▸ **Tasks and exercises**:
a. In the post on economic freedom, where does the 2005 report place the United States?
b. Rewrite the economic freedom post between "So … why am" and "by our selves.", inclusive, swapping "Luxembourg" for "Belgium".

-------- Document

Tuesday, January 04, 2005

Economic Freedom

Okay … The Heritage Foundation has released its rankings of the freest economies in the world. 161 countries compared on 50 different variables divided into 10 broad categories:

§ Trade policy,
§ Fiscal burden of government,
§ Government intervention in the economy,
§ Monetary policy,
§ Capital flows and foreign investment,
§ Banking and finance,
§ Wages and prices,
§ Property rights,
§ Regulation, and
§ Informal market activity.

The higher the score in any section, the higher the level of government interference and, therefore, the less freedom in the economy, and the findings of this study are straightforward: The countries with the most economic freedom also have higher rates of long-term economic growth and are more prosperous than are those with less economic freedom.

So … why am I bringing all this up? Well …. I bring it up because of a disturbing trend. The Heritage Foundation first released this report in 1995 (with data collected in 1994) at which time the United States was listed as the 5th freest economy in the world. Five years later the 2000 report placed the US Tied for 5th with Luxembourg. The last five years, however, have seen a dramatic change in the list … the 2005 report lists the US as tied for the 12th freest economy in the world with Switzerland.

Out of the top 10 in 5 years … well let’s look at the specifics of the fall. In 2001 the report placed us in a tie for 6th with Luxembourg. 2002 placed us in a 5 way tie for 4th with Luxembourg, Estonia, Ireland, and The Netherlands. In 2003 we fell back to a tie for 6th with Denmark and Estonia, and in 2004 we fell back to 10th all by our selves.

Now … let’s look at the current report a little more …

United States (2005)

----------------
-------- Dataset rows

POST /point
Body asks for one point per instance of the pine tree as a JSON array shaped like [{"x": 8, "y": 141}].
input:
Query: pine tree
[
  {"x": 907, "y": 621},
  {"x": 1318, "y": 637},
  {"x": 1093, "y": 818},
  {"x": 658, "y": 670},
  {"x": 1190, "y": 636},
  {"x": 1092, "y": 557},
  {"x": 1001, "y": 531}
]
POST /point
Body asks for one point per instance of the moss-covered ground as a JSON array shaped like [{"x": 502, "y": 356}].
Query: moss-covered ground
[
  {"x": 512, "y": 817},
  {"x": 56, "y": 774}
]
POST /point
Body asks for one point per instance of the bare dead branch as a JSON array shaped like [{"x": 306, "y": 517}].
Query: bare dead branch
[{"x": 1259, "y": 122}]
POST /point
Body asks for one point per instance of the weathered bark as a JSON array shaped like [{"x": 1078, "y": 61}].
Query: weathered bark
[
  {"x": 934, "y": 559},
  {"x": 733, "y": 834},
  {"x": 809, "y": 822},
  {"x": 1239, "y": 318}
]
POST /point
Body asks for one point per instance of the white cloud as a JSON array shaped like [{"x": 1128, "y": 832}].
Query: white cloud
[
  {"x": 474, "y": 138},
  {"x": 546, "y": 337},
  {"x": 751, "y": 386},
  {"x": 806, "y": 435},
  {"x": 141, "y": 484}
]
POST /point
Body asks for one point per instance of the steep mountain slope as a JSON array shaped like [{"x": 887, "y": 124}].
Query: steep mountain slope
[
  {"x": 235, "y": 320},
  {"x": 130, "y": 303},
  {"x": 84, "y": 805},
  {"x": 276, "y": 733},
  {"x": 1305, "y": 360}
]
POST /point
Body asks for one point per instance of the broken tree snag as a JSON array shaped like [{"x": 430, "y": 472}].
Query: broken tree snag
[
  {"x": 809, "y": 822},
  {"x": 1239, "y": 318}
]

----------------

▸ **Answers for the exercise**:
a. Tied for 12th freest economy in the world, with Switzerland.

b.
So … why am I bringing all this up? Well …. I bring it up because of a disturbing trend. The Heritage Foundation first released this report in 1995 (with data collected in 1994) at which time the United States was listed as the 5th freest economy in the world. Five years later the 2000 report placed the US Tied for 5th with Belgium. The last five years, however, have seen a dramatic change in the list … the 2005 report lists the US as tied for the 12th freest economy in the world with Switzerland.

Out of the top 10 in 5 years … well let’s look at the specifics of the fall. In 2001 the report placed us in a tie for 6th with Belgium. 2002 placed us in a 5 way tie for 4th with Belgium, Estonia, Ireland, and The Netherlands. In 2003 we fell back to a tie for 6th with Denmark and Estonia, and in 2004 we fell back to 10th all by our selves.